begin The input

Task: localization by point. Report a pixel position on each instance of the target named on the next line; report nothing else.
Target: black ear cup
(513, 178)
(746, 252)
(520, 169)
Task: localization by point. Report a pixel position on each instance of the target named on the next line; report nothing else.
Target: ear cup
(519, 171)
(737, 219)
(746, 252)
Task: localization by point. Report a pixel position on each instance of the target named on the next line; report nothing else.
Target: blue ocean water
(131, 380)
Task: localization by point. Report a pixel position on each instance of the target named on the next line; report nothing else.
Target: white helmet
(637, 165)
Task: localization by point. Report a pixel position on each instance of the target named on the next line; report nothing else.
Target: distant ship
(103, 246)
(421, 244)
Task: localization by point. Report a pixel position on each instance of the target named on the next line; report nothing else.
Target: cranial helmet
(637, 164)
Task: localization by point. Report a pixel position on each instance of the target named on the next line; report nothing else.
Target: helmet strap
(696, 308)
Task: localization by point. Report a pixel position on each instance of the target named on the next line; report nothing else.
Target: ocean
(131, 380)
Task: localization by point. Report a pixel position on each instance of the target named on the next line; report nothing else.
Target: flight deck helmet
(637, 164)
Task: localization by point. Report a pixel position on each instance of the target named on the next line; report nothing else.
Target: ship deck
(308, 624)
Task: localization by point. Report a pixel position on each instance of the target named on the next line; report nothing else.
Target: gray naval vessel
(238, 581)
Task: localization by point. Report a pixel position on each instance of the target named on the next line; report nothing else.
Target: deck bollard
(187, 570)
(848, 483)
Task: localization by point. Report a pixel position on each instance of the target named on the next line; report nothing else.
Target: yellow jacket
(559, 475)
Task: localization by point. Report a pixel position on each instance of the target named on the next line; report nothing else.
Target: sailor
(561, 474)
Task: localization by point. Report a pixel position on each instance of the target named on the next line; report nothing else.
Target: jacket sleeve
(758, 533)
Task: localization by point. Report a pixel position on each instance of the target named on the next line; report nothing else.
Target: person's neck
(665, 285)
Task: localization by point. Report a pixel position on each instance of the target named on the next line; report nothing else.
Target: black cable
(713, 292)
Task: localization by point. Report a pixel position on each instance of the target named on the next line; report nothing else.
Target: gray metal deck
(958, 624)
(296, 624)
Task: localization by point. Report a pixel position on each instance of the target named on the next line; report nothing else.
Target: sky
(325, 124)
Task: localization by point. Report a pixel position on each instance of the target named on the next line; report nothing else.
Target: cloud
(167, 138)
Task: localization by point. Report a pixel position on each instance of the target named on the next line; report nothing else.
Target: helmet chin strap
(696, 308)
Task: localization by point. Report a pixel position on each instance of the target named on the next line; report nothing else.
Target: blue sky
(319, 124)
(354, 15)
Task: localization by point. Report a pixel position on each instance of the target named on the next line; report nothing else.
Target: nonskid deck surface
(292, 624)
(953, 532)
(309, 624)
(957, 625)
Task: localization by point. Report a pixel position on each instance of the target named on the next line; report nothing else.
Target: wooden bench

end The input

Goal: Quote all of the entries exactly as they appear.

Task answer:
Task: localization by point. Report a pixel position on each instance of the target named on the next line; report nothing else.
Target: black ear cup
(513, 178)
(746, 252)
(520, 169)
Task: localization by point. Report a pixel position on each instance of the target named on the next line; report nothing else.
Target: ear cup
(519, 171)
(737, 219)
(746, 252)
Task: localization by point. Report a pixel position on each instance of the target named on the next line; report nothing else.
Target: blue ocean water
(131, 380)
Task: localization by point. Report a pixel position on each instance of the target named on the next line; report nothing else.
Target: white helmet
(637, 165)
Task: localization by point. Report a pixel position on each instance of the target named on the next line; report nothing else.
Target: distant ship
(103, 246)
(421, 244)
Task: localization by point. Report a pixel position on each instance of the target named on the next line; report nothing else.
Target: cranial helmet
(637, 164)
Task: localization by point. Report a pixel position on each instance of the target named on the next line; report nothing else.
Target: helmet strap
(696, 308)
Task: localization by point. Report a pixel position on each instance of the target named on the next line; report nothing else.
Target: ocean
(131, 380)
Task: localization by point. Report a pixel position on each instance of the target named on the next line; report nothing else.
Target: flight deck helmet
(637, 164)
Task: localization by point. Report a pixel position on each instance of the target named on the next line; report nothing else.
Target: ship deck
(308, 624)
Task: localization by point. Report a pixel position on each instance of the target named on the next line; report nothing else.
Target: gray naval vessel
(238, 581)
Task: localization by point. Report a pixel position on each instance of the target named on the next line; report nothing else.
Target: deck bollard
(187, 570)
(848, 483)
Task: localization by point. Report a pixel position on each instance of the target named on the next line; report nothing else.
Target: yellow jacket
(559, 475)
Task: localization by point. Report a pixel position on each instance of the target named on the next line; report nothing else.
Target: sailor
(561, 474)
Task: localization by point. Report a pixel position on each instance of the target named on the next line; report nothing else.
Target: jacket sleeve
(758, 533)
Task: localization by point. Report a pixel position on each instance of the target named on the next line; report nothing else.
Target: person's neck
(665, 285)
Task: localization by point. Report a pixel position on each instance of the target named on the next line; report nothing else.
Target: black cable
(713, 292)
Task: localization by point. Report a pixel position on each instance of the target named on the next line; report nothing else.
Target: gray metal deck
(958, 624)
(296, 624)
Task: localization by point. Report a pixel position on each instance of the target named on the next line; report nothing else.
Target: sky
(325, 124)
Task: localization by point. Report a pixel position on each instance of the target named on the next line; report nothing else.
Target: cloud
(167, 138)
Task: localization by point. Report a pixel position on each instance of the target named on the next line; report nothing else.
Target: helmet chin strap
(696, 308)
Task: localization by point. Report a pixel position on each instance of the target named on the next line; report nothing else.
Target: blue sky
(319, 124)
(354, 15)
Task: localization by point. Report a pixel position on each instance of the target named on the next line; report nothing else.
Target: nonskid deck surface
(292, 624)
(953, 532)
(309, 624)
(957, 625)
Task: localization by point. Report a pixel position on each instance of the target named on the next line; report nothing else.
Target: wooden bench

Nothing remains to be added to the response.